YOUR GOAL:
Copy exactly the lines from the one containing "small stone wall, the" through the last line of the records, both included, and nothing more.

EXCERPTED DATA:

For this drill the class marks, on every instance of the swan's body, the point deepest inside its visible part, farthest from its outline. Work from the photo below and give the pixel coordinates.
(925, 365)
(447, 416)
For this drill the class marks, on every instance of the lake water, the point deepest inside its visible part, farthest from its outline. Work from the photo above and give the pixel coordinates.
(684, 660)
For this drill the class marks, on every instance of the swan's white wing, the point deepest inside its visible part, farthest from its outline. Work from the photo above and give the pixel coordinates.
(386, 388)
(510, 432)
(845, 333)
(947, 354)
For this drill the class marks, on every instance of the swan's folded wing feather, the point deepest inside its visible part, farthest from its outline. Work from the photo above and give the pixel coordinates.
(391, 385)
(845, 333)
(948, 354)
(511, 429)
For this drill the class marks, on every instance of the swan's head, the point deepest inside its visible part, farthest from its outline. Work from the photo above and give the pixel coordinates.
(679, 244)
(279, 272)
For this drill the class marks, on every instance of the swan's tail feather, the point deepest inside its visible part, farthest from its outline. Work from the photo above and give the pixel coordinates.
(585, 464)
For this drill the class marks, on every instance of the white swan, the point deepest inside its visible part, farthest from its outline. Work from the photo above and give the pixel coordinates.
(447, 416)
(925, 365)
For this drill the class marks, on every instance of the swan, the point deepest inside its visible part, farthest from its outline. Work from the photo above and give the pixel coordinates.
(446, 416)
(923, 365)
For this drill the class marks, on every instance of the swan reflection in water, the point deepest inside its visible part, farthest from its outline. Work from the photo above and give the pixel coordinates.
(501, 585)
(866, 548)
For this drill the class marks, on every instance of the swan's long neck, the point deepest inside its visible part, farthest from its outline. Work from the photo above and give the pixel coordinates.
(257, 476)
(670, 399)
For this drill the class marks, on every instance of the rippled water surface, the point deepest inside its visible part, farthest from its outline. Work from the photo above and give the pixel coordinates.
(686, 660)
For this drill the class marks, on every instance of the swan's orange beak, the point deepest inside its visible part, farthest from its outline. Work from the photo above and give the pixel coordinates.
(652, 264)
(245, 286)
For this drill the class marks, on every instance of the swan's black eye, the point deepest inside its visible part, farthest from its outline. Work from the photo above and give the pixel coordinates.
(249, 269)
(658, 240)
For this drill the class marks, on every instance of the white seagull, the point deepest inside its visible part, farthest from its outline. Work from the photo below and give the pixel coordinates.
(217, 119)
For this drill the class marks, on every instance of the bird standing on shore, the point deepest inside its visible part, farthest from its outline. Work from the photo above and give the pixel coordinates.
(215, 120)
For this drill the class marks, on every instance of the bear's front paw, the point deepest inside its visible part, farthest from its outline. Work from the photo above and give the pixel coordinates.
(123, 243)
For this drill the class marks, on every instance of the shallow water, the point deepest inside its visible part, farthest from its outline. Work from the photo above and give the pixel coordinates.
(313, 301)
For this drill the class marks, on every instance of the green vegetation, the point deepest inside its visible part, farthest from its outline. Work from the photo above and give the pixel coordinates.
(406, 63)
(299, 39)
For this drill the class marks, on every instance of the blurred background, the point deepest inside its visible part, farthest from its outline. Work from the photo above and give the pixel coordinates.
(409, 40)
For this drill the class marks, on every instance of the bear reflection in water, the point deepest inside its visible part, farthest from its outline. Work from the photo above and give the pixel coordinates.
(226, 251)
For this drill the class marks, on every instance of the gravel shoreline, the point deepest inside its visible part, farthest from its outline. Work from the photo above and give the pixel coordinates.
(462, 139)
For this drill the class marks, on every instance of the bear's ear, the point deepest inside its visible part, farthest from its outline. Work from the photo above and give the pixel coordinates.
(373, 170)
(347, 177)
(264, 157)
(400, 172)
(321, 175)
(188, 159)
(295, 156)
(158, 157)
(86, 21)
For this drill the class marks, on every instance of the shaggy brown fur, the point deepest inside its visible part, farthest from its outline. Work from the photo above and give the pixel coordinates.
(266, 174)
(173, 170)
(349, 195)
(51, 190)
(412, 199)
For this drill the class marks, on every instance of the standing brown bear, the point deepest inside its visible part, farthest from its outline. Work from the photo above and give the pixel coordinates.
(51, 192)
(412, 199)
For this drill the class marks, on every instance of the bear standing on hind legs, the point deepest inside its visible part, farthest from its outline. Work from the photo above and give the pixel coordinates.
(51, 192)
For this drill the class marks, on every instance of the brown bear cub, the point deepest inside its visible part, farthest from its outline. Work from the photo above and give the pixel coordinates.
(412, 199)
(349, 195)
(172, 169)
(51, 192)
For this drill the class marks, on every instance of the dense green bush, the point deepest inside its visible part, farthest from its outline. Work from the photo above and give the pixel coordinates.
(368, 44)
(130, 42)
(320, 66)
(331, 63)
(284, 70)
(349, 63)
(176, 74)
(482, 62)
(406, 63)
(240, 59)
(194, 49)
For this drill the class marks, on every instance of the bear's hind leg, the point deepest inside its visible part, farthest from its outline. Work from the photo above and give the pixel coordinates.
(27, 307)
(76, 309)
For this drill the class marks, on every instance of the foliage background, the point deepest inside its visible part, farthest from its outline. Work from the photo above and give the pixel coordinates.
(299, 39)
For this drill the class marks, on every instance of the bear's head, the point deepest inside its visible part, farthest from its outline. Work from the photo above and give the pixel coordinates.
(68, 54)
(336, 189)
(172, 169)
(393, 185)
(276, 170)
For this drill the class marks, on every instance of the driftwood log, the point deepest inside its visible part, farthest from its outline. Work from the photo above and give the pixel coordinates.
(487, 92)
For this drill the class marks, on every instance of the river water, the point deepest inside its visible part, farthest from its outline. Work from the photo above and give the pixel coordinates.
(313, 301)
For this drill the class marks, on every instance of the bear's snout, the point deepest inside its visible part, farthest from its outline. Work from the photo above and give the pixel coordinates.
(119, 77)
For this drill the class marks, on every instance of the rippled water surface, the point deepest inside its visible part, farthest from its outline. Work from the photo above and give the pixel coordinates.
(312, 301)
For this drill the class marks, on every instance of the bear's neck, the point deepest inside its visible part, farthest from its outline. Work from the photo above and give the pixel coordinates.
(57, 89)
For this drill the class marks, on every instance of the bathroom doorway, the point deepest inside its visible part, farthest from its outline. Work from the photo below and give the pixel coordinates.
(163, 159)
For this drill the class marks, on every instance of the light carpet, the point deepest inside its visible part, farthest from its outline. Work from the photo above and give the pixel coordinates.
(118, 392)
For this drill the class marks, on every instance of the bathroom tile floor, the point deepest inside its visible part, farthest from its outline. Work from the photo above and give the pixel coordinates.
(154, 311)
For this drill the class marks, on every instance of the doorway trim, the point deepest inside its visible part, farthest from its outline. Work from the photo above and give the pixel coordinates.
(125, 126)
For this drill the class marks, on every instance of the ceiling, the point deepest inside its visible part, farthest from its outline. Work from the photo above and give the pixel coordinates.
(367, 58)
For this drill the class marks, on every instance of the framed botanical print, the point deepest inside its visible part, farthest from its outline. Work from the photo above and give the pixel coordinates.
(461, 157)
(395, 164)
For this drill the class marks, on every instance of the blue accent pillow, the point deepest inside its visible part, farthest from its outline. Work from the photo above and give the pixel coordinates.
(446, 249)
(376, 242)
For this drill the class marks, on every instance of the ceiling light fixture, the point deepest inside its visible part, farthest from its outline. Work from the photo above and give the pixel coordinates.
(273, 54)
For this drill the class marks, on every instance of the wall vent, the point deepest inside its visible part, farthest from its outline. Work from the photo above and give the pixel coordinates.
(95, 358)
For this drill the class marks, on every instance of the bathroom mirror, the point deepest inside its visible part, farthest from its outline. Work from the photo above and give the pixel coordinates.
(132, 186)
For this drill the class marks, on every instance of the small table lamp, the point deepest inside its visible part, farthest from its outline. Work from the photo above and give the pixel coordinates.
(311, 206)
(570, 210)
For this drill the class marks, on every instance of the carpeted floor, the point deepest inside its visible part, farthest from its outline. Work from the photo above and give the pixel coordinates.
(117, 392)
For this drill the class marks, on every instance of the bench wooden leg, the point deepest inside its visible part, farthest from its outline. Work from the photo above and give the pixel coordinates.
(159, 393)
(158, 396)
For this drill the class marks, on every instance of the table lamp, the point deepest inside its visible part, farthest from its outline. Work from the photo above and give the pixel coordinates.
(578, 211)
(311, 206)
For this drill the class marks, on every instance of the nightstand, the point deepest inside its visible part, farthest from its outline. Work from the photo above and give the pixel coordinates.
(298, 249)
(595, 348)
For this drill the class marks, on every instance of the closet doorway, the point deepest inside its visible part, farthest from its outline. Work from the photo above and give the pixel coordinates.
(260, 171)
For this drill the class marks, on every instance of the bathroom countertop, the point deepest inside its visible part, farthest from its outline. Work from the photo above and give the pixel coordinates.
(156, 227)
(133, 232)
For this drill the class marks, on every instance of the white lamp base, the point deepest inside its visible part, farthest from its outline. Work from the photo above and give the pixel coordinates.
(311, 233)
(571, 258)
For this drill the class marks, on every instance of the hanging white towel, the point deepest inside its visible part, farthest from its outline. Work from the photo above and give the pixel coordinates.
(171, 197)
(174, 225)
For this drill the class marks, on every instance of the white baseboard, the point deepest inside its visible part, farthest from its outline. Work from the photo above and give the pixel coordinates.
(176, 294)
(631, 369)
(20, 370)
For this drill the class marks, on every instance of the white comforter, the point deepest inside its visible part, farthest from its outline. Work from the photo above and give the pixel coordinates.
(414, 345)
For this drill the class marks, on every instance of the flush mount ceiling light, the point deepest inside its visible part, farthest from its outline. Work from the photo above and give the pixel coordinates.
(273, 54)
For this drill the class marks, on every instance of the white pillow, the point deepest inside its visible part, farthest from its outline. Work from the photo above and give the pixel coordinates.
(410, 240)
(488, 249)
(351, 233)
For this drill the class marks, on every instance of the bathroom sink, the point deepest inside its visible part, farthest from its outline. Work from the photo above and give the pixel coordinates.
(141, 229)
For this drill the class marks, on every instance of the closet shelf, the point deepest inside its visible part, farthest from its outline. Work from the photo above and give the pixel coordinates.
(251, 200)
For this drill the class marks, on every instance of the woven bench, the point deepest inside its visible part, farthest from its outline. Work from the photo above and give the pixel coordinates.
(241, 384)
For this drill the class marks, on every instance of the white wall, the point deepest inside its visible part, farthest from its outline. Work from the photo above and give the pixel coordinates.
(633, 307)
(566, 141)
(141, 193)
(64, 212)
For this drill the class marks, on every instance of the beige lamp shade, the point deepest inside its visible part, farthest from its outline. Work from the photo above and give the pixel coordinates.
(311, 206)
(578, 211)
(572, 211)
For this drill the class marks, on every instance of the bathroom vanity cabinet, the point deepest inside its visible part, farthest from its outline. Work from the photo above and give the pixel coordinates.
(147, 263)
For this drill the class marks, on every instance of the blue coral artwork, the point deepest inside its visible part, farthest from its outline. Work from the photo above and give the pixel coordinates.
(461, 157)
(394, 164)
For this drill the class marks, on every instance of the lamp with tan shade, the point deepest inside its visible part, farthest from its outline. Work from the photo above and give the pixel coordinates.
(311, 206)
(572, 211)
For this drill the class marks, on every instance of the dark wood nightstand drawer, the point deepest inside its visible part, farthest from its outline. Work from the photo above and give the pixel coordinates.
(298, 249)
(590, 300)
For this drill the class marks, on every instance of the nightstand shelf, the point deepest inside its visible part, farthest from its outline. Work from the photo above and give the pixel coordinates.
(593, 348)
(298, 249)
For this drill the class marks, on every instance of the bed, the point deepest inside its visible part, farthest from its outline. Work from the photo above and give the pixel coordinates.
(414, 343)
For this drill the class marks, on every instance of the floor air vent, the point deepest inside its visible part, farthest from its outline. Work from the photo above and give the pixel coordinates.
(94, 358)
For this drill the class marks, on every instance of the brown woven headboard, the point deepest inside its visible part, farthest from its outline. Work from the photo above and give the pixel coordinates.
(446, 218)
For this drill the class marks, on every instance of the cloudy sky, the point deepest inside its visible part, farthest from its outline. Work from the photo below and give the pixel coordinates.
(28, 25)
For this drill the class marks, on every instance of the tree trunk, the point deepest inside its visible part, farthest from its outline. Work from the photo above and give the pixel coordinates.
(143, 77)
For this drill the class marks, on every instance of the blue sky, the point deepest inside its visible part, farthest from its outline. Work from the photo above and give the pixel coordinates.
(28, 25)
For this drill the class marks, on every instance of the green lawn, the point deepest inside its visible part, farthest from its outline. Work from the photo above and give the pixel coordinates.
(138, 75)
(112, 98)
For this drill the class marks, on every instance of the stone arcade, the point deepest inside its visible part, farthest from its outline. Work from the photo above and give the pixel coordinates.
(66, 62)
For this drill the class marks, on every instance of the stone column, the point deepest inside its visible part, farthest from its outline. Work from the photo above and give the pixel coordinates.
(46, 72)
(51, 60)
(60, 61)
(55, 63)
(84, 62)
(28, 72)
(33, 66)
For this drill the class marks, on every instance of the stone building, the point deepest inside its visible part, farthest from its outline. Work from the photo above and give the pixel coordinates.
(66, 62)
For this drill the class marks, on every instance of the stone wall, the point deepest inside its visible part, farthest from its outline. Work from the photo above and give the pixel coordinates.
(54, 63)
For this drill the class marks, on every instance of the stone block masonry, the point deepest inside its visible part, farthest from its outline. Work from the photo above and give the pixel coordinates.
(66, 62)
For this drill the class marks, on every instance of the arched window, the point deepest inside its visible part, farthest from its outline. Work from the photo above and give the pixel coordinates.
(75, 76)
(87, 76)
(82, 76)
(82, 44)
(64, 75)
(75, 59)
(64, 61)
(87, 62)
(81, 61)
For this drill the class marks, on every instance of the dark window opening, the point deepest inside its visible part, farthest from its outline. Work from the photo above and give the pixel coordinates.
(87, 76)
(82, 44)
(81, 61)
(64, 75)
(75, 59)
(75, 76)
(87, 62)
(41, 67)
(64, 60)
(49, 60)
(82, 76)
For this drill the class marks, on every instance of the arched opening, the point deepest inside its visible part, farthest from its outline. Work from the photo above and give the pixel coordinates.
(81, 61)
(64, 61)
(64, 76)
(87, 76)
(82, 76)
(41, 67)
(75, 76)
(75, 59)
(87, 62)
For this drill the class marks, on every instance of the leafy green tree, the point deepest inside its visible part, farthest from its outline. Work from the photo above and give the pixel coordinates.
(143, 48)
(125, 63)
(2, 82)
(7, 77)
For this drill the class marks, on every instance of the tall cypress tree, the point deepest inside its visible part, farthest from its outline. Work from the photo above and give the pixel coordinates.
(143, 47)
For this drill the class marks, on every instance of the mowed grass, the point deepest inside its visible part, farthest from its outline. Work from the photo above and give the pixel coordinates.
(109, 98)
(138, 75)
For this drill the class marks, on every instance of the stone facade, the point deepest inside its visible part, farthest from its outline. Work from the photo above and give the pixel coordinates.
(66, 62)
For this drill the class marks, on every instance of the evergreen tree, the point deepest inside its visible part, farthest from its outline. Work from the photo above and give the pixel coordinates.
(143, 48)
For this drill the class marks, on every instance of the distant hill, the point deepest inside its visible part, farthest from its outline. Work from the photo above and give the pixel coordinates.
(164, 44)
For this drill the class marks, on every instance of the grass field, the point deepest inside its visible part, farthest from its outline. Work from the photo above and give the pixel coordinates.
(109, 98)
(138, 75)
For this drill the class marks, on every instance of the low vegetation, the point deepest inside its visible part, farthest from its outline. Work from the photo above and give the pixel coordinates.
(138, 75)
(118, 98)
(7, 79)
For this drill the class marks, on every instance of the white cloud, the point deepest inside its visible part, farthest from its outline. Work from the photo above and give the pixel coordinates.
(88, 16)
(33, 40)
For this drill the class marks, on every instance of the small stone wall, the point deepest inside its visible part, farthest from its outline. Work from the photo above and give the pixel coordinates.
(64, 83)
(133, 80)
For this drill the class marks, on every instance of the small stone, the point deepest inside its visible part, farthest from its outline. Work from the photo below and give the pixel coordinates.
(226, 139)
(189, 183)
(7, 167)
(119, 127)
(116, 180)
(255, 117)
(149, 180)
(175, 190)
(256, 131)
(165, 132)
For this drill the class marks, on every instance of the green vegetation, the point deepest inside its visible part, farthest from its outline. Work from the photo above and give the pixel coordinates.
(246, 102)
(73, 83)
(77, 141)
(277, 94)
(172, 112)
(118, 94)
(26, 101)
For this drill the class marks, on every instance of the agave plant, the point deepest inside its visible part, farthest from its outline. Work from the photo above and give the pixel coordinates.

FULL RESPONSE:
For this drill the class marks, on every instance of the small stone wall, the point deepest inside its visible part, farthest from its outline. Work from the photo above and give the pixel coordinates.
(64, 83)
(133, 80)
For this drill the class marks, on every instance of the small stone, the point deepest inside its visible part, farthest from its outline. Work from the photo below and give the pixel coordinates.
(226, 139)
(189, 183)
(7, 167)
(119, 127)
(116, 180)
(255, 117)
(149, 180)
(175, 190)
(256, 131)
(165, 132)
For this drill the class marks, on every instance of the green vegetation, the point deepest inside its visible part, farthest from its outline. Work from the photo above and give the pixel coordinates.
(246, 102)
(73, 83)
(77, 141)
(277, 94)
(172, 112)
(118, 94)
(26, 101)
For this drill the class marks, on every instance of the agave plant, the point deepest inside its visible part, farthest from its outline. Work from the photo above and give the pixel coordinates.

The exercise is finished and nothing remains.